● YOUR INSTRUCTIONS: What you return has to match the listing below line for line.

—————

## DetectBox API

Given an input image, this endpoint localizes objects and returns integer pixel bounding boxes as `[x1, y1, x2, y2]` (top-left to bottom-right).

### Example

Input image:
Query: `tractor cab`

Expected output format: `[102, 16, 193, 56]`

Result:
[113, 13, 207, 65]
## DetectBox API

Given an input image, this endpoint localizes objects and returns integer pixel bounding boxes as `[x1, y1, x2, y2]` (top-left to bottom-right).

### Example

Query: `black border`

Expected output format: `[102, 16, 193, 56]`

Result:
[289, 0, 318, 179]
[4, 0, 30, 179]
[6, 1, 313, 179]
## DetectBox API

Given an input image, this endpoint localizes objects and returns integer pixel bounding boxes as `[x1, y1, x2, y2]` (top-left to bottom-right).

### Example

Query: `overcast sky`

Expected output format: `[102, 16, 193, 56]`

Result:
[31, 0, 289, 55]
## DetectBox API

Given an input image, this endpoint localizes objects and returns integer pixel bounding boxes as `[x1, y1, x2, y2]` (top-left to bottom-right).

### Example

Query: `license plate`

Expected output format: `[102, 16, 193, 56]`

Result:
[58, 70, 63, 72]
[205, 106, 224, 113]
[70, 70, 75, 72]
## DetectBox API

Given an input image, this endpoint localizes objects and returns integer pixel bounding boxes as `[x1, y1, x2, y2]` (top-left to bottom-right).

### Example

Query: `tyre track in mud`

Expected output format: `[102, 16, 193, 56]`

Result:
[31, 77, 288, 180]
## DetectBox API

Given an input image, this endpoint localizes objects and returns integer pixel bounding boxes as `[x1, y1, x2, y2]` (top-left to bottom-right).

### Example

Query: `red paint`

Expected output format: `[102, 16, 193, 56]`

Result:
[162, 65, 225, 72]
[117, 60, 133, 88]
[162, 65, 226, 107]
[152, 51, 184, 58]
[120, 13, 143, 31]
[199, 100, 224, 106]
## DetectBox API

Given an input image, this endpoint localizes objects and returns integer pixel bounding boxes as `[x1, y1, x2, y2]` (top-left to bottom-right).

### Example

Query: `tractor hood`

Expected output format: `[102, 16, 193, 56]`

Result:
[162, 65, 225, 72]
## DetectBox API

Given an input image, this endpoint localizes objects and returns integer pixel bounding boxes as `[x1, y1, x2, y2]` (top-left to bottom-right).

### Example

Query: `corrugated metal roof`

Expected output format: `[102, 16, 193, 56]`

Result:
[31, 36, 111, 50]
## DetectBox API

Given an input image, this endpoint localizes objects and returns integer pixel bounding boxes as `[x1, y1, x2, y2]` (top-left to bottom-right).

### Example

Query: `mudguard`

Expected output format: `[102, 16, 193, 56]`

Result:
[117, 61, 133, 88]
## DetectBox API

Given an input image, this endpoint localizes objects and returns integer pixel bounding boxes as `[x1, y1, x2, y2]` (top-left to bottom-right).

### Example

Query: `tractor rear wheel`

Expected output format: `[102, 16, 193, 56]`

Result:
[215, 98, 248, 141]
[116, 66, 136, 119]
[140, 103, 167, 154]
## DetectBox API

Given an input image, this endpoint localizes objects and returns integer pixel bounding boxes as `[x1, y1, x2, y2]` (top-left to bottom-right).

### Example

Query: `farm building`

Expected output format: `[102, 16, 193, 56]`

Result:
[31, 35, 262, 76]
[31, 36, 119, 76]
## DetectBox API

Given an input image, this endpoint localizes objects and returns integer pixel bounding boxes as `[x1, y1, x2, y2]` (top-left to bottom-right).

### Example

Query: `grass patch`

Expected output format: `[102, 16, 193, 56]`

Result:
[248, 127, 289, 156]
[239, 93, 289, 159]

—————

● RESULT:
## DetectBox API

Given an input image, this endpoint localizes objects and returns integer pixel bounding boxes as `[x1, y1, x2, y2]` (top-left to bottom-right).

### Example

Input image:
Query: `tractor cab`

Expected output format: `[102, 16, 193, 56]`

Result:
[113, 13, 207, 65]
## DetectBox API

Given an input image, this endpoint localizes objects and returns integer pixel bounding boxes as `[x1, y1, x2, y2]` (top-left to bottom-right).

### Example

Query: `black border`

Expected output format: `[102, 16, 193, 56]`

Result:
[289, 0, 318, 179]
[4, 0, 30, 179]
[6, 1, 313, 179]
## DetectBox API

Given an input image, this endpoint localizes objects and returns integer pixel bounding boxes as `[x1, y1, x2, y2]` (top-left to bottom-right).

### Example

Query: `overcast sky`

Expected output format: `[102, 16, 193, 56]`

Result:
[31, 0, 289, 55]
## DetectBox API

Given an input image, this endpoint localizes objects and returns integer pixel bounding boxes as `[x1, y1, x2, y2]` (top-left to bottom-right).

### Example

Query: `license plate`

Expected output format: `[102, 16, 193, 56]`

Result:
[58, 70, 63, 72]
[205, 106, 224, 113]
[70, 70, 75, 72]
## DetectBox API

Given an input image, this endpoint localizes objects and returns integer pixel bounding boxes as `[x1, y1, x2, y2]` (top-left to bottom-right).

### Example

Query: `tyre track in mud`

Expected output format: `[102, 16, 193, 56]`

Result:
[31, 77, 288, 180]
## DetectBox API

Given an input image, this endpoint localizes objects and returns integer pixel bounding boxes as `[x1, y1, x2, y2]` (top-left to bottom-right).

### Example

Query: `red paint`

Expected output format: `[102, 16, 193, 56]`

Result:
[162, 65, 225, 72]
[117, 60, 133, 88]
[162, 65, 226, 107]
[152, 51, 184, 58]
[120, 13, 143, 31]
[199, 100, 224, 106]
## DetectBox API

Given an input image, this endpoint localizes objects and returns integer pixel bounding boxes as `[x1, y1, x2, y2]` (top-left to bottom-right).

### Example

Query: `tractor hood`

Expected output format: `[102, 16, 193, 56]`

Result:
[162, 65, 225, 72]
## DetectBox API

Given an input image, this endpoint localizes objects and returns integer pixel bounding boxes as `[x1, y1, x2, y2]` (top-left to bottom-right).

### Example

Query: `corrugated metal roof`

Expected output format: `[102, 16, 193, 56]`

Result:
[31, 36, 111, 50]
## DetectBox API

Given an input image, this endpoint localizes objects and returns integer pixel bounding boxes as `[x1, y1, x2, y2]` (top-left to bottom-right).

### Example

Query: `mudguard`

Expected output format: `[102, 16, 193, 56]`

Result:
[117, 61, 133, 88]
## DetectBox API

Given an input image, this endpoint localizes objects and returns integer pixel bounding boxes as `[x1, y1, x2, y2]` (top-left to bottom-right).

### Example

Query: `tractor rear wheel`

Expected output format: `[102, 16, 193, 56]`

Result:
[215, 98, 248, 141]
[116, 66, 136, 119]
[140, 103, 167, 154]
## DetectBox API

Given an input image, this endpoint localizes objects and returns integer pixel bounding boxes as `[x1, y1, x2, y2]` (top-left to bottom-right).

### Example

Query: `farm building`

Expected output format: `[102, 16, 193, 56]`

Result:
[31, 35, 262, 76]
[31, 36, 119, 76]
## DetectBox API

Given an input image, this endpoint localizes objects and returns integer pixel bounding boxes as `[x1, y1, x2, y2]` (top-left to bottom-right).

### Example

Query: `grass patch`

Expected output format: `[102, 16, 193, 56]`

Result:
[248, 127, 289, 156]
[239, 93, 289, 159]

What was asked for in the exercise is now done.